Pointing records
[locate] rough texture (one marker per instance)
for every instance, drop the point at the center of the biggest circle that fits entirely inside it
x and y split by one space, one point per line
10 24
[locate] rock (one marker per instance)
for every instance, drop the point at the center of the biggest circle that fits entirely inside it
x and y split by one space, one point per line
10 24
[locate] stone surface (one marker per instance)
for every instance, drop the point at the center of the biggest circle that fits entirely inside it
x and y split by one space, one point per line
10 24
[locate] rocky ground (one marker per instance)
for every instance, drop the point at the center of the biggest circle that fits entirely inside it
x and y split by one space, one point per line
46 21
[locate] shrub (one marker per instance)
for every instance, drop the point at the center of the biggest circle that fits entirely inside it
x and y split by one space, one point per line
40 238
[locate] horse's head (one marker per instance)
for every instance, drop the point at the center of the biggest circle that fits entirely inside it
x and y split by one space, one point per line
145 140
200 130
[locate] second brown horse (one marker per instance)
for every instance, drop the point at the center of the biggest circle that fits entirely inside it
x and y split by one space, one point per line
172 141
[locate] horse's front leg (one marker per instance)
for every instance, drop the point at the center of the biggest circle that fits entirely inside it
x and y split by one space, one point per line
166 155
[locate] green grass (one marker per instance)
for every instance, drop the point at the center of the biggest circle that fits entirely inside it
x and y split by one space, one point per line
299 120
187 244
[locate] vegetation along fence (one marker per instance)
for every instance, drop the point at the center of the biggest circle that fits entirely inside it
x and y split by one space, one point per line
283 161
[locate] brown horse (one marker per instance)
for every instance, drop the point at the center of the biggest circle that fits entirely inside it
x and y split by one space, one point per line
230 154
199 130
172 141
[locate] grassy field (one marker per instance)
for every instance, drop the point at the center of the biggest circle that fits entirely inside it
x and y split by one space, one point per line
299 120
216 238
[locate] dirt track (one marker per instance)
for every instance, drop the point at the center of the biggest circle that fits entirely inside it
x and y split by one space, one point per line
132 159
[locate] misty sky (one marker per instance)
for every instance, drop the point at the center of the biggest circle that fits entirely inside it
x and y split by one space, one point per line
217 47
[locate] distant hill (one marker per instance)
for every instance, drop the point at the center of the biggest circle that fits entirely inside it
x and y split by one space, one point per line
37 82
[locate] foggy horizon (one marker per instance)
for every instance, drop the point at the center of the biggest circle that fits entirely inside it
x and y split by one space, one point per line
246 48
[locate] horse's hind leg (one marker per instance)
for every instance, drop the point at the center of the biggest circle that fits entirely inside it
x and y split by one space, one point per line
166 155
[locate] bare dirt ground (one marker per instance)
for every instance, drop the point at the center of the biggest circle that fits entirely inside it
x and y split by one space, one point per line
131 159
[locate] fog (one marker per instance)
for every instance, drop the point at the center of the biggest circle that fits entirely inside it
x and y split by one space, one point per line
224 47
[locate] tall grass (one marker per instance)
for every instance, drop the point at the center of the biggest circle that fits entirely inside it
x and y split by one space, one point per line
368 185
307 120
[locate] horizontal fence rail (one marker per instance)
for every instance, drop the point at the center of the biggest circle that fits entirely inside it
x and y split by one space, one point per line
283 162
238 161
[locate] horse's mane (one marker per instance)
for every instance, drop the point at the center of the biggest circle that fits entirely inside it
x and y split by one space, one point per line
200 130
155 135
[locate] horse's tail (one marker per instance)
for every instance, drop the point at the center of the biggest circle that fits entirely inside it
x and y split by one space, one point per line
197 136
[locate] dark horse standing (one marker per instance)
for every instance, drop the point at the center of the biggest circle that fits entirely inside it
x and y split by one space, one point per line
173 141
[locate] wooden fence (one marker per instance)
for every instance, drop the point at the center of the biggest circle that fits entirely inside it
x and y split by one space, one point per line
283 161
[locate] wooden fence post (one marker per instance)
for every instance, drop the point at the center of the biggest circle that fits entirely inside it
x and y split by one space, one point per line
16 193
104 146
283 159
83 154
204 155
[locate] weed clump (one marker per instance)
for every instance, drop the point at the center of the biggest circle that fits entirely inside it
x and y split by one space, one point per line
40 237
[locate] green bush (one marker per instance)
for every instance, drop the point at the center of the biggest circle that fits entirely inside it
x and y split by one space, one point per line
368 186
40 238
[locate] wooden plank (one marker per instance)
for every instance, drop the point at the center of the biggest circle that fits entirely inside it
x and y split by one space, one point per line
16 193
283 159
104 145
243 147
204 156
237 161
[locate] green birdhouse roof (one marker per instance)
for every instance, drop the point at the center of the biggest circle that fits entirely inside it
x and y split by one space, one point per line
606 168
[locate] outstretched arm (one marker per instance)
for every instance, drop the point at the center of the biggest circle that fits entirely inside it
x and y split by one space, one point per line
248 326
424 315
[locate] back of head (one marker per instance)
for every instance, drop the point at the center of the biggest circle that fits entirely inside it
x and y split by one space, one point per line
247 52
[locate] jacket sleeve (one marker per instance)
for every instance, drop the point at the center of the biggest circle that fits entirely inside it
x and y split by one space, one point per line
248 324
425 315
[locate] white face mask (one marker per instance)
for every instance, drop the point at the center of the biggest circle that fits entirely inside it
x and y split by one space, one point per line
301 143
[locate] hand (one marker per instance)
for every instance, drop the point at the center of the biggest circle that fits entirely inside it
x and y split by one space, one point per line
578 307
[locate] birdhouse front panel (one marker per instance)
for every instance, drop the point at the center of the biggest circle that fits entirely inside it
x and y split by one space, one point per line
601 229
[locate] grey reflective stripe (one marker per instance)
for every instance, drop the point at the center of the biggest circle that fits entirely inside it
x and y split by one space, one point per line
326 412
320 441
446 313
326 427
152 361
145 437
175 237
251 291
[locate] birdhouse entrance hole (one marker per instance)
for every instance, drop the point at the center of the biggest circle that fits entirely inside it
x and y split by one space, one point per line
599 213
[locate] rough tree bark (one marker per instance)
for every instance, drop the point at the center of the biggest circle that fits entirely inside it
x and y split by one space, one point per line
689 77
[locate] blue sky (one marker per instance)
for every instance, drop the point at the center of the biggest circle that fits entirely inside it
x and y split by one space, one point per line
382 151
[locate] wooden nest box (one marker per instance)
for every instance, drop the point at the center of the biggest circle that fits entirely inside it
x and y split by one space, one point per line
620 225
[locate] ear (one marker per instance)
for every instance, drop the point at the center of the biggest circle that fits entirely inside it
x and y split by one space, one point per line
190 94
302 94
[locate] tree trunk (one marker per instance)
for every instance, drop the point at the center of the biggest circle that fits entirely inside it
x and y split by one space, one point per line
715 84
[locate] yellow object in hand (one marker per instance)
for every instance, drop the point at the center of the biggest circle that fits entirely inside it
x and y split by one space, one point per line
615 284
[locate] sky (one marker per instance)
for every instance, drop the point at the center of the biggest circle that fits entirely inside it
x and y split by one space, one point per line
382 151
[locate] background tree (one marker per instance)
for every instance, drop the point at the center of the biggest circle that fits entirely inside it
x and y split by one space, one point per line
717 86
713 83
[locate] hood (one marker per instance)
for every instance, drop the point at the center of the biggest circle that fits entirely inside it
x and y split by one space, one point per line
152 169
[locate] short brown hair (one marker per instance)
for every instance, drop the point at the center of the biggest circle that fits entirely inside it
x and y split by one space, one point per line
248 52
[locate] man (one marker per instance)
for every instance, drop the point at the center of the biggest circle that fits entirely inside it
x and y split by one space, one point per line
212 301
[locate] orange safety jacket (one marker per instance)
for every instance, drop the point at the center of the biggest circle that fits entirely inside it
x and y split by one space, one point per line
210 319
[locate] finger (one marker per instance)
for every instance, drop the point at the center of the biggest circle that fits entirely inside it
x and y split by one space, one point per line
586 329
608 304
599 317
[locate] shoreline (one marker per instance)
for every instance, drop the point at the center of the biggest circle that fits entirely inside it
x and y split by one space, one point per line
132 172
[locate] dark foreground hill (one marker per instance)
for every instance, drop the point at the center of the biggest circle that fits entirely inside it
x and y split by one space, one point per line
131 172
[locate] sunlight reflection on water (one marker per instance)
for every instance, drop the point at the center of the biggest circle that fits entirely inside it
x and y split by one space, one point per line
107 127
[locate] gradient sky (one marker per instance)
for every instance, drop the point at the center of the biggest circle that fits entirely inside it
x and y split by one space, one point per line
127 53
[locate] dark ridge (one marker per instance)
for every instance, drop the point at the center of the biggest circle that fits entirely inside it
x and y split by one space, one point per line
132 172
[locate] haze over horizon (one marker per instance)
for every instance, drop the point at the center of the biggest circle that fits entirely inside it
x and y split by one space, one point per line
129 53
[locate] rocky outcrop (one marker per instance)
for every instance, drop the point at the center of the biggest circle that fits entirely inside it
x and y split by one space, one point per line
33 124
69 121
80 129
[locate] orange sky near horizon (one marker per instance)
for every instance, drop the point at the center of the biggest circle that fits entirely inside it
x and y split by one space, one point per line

» **Written request**:
Return only the lines running from the line with "[locate] haze over" to the last line of the records, both included, exactly as written.

» **Answer in full**:
[locate] haze over horizon (one marker per instance)
for every instance, drop the point at the center of the biggest circle that fits entirely inside it
x and y split by one space, one point per line
129 53
[locate] rocky outcrop (one marker per instance)
for every instance, drop the point at the center of the biggest circle that fits entirely inside it
x and y split by one space, one point per line
33 124
69 121
80 129
[locate] orange sky near horizon (one marker per instance)
for every instance, drop the point at the center of the biggest circle that fits entirely inside it
x and y split by one space, one point per line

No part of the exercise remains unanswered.